> **Exercises to complete**
1. In which city does the FICCI FRAMES piece say the convention is held?
2. Extend the FICCI FRAMES piece, picking up after its final sentence.

> **Text section**
● ● ●
FICCI FRAMES 2018, VIII: Glitches and beeps

It’s an age-old catch 22 situation: An event needs coverage, and a journalist needs events to cover. Symbiosis is the name of the game. In the given equation, a big event or a big media house may prove equal to each other, but an unequal arrangement—big event, small journalist; small event, big journalist--usually leads to bitterness. What confounds the issue is the playing of favourites: certain event organisers inviting only certain media-persons and certain media-persons covering only certain events.

FICCI FRAMES started at the turn of the millennium, when I was based in Singapore, so I missed the first three or four. The three-day conclave/convention is held in Mumbai, India. But ever since I got back, I don’t remember having missed any. That makes a score of a solid 14 in 14 years, till 2018. Moreover, I normally attend 5-6 sessions a day and actively participate in all, with relevant queries in the post session Q & A. Both facts can be verified easily, because there are written and video records made every year. I have also written about the event very often, another fact with documentary proof available with me.
● ● ●
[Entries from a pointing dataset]
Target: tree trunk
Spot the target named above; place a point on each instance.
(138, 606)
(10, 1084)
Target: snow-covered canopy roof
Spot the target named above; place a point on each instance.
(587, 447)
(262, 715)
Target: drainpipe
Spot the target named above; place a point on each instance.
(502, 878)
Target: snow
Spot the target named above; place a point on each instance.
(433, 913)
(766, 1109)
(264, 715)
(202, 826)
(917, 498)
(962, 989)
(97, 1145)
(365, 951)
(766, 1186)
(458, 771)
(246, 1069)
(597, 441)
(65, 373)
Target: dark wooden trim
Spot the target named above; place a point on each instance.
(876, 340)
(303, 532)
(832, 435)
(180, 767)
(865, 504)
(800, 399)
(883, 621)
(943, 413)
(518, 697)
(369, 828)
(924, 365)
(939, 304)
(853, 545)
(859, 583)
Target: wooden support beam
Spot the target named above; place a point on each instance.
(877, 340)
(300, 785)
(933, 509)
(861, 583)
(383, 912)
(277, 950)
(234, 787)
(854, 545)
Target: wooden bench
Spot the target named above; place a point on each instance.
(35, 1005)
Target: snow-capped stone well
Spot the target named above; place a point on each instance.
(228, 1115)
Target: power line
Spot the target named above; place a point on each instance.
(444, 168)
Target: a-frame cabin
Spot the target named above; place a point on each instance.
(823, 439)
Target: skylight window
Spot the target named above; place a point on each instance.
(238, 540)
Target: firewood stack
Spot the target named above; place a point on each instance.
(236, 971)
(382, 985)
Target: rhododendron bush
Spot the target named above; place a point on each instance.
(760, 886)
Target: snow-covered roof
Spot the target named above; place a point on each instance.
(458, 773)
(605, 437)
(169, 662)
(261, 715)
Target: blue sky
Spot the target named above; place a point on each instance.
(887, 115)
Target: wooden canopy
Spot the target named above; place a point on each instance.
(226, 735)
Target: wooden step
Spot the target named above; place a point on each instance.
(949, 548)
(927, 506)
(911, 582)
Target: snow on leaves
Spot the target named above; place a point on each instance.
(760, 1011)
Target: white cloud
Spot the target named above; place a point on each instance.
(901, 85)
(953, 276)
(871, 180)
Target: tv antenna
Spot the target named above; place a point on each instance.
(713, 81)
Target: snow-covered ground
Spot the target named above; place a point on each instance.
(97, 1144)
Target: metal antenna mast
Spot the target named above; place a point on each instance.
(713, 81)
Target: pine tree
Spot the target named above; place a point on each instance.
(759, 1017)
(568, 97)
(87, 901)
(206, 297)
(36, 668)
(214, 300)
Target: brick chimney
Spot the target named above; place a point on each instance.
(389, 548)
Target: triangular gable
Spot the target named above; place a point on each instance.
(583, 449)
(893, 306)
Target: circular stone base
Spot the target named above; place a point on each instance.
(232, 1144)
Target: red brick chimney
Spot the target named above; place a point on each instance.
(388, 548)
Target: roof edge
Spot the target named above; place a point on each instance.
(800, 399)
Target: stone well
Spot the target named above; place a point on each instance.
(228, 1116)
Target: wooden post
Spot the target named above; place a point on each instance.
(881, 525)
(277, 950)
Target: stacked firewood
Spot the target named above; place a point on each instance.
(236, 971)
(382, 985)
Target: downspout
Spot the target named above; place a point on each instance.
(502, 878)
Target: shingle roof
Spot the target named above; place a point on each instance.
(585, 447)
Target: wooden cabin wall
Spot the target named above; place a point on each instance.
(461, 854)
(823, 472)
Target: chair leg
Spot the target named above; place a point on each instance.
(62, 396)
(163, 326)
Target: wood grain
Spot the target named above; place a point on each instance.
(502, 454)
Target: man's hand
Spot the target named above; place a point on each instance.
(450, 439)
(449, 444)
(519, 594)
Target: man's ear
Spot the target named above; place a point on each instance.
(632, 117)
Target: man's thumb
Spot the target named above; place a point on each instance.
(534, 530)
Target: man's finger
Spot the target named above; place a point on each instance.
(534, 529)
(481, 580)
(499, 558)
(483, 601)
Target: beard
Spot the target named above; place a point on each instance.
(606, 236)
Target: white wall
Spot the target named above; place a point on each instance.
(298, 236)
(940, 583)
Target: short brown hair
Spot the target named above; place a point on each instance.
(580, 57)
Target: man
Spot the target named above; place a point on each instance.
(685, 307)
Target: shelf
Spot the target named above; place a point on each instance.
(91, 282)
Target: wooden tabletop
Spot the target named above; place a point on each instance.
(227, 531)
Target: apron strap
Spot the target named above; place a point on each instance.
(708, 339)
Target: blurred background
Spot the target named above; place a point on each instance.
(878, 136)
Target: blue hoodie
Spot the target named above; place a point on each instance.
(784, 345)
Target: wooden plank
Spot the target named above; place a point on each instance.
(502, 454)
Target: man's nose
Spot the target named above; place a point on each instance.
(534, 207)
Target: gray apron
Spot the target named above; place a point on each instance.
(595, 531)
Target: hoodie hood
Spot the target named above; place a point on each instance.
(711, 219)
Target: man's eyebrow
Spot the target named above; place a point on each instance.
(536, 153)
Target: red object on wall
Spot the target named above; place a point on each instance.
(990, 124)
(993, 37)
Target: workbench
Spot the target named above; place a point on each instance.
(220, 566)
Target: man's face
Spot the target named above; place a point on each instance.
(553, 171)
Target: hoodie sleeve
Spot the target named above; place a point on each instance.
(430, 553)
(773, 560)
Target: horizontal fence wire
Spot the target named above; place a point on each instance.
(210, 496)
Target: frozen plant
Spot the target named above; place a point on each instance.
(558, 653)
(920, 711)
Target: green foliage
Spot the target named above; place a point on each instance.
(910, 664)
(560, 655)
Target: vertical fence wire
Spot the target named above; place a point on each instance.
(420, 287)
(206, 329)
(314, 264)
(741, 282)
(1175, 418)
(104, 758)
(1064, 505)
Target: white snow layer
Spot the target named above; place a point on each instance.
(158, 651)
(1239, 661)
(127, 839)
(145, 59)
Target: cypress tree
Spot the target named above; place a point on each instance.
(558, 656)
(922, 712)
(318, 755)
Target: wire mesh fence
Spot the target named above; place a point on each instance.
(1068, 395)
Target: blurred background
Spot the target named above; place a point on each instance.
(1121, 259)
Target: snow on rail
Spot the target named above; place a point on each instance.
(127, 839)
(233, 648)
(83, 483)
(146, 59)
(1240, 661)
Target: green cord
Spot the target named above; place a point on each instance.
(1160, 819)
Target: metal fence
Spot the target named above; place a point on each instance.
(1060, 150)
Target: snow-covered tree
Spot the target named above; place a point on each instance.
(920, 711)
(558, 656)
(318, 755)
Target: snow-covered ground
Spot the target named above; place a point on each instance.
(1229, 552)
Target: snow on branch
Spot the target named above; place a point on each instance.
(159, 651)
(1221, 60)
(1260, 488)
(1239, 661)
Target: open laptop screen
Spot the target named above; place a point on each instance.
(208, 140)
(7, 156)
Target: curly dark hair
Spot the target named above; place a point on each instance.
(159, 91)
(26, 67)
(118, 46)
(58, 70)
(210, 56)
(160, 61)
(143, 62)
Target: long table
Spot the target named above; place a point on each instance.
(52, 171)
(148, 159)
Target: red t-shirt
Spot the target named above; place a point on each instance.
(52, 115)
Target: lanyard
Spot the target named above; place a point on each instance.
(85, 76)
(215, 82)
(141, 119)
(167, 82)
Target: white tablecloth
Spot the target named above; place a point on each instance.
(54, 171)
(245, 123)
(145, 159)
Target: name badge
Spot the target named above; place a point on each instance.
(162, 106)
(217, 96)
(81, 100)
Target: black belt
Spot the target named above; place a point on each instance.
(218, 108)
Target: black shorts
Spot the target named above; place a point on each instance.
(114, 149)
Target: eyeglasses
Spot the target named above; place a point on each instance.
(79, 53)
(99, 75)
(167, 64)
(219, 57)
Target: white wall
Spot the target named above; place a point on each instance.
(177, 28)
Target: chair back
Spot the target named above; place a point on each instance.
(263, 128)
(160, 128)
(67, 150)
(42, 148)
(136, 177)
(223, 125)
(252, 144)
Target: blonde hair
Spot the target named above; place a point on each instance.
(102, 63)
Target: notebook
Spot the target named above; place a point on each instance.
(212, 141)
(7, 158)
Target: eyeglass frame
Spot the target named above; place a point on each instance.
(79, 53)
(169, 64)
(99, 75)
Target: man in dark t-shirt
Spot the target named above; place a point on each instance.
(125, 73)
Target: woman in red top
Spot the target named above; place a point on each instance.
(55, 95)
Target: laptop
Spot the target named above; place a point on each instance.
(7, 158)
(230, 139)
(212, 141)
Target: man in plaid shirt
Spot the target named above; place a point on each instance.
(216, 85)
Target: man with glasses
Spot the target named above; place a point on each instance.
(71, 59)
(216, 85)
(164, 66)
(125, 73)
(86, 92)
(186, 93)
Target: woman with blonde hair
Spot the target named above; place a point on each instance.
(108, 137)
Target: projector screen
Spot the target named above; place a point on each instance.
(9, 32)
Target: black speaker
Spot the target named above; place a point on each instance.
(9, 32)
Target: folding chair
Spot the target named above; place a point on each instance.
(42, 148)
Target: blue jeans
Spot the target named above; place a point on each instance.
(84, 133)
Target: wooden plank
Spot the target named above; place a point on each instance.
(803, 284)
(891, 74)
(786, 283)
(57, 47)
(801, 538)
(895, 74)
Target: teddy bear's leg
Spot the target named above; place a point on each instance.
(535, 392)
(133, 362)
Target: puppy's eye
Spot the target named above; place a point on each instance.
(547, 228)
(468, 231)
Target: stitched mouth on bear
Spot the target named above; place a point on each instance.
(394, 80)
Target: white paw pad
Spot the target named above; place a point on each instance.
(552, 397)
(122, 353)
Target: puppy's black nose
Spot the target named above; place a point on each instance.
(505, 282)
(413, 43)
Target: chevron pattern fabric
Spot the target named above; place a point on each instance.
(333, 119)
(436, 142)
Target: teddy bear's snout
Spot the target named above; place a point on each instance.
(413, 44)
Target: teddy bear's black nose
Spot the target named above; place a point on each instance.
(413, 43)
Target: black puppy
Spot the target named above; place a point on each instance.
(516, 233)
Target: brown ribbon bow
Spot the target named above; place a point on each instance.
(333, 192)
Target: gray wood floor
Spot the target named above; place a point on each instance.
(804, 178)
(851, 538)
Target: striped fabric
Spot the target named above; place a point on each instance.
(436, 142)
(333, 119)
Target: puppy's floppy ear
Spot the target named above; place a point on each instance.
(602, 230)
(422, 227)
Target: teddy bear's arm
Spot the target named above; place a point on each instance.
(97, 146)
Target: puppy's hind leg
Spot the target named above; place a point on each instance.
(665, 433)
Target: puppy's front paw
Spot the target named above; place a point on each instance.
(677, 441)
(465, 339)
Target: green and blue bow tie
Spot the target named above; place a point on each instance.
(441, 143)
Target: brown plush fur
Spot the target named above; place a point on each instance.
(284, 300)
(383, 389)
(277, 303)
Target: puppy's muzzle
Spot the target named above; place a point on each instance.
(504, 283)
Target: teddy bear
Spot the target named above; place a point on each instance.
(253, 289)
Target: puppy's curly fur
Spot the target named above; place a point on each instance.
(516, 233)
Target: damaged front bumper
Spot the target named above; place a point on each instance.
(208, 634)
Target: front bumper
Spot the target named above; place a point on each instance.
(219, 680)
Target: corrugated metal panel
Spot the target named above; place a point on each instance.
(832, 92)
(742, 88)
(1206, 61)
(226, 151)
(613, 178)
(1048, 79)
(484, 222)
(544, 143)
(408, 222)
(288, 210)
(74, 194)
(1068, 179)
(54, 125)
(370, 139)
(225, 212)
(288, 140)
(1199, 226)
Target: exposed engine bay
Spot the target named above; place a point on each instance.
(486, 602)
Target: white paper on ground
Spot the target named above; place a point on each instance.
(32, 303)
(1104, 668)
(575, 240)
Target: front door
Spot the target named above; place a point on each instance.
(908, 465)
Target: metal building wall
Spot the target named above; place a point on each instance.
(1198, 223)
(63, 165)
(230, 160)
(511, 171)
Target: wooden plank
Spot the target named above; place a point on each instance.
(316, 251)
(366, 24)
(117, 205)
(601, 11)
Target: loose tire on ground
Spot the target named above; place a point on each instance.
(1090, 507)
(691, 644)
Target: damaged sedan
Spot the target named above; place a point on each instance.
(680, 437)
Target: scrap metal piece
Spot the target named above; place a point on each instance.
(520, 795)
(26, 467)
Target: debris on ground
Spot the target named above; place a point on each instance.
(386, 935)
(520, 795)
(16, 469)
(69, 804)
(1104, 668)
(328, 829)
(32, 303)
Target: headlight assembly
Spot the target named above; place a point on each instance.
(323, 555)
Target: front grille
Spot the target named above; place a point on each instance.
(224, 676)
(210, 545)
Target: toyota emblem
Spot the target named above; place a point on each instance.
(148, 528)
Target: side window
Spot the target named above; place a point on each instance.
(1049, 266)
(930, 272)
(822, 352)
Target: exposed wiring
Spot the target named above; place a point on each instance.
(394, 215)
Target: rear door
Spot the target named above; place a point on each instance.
● ● ●
> **Answers per task**
1. Mumbai, India.

2.
Some one to three weeks before the event, media registrations begin online. Sometimes, a press conference is held a week before. I have always applied for registration and attended press conferences. Media registration is also called ‘accreditation’, and this accreditation was always granted to me and many other Mumbai-based journalists, without the least hitch. All this changed from March 2015. That year too, like was the norm till 2017, the convention was held at the Renaissance Hotel, Powai.

On the first day, I reported at the Media booth, having been informed officially that my registration was done and I had to collect my badge from there. I was handed over the badge, but not given the kit bag and its contents (reports, pen, pad, delegate profiles, itinerary, etc.). Assuming that it was an oversight, I asked for it. In reply, I was told that the bag was for select persons only, and would not be given to me. I couldn’t believe my ears. Media is usually given gifts, more stuff than the average attendee, to indulge them, and here was an event that was denying a senior media-person (I had been a media-person for 45 years till then) even the basics. I got a little upset and asked them why.

A burly Public Relations Agency executive took me to secluded spot, and threatened to beat me up unless I went away “quietly”. “But you are giving bags to everybody, including some of my fellow scribes. Why this discrimination? What have I done to you?” He had his agenda, “I don’t care what you have done or not. Just go away, or I will knock some sense into you.” Go away I did...and reported the matter to the sponsors of the bag. Yes, the bag was sponsored, and came to FICCI absolutely free. So what was the problem?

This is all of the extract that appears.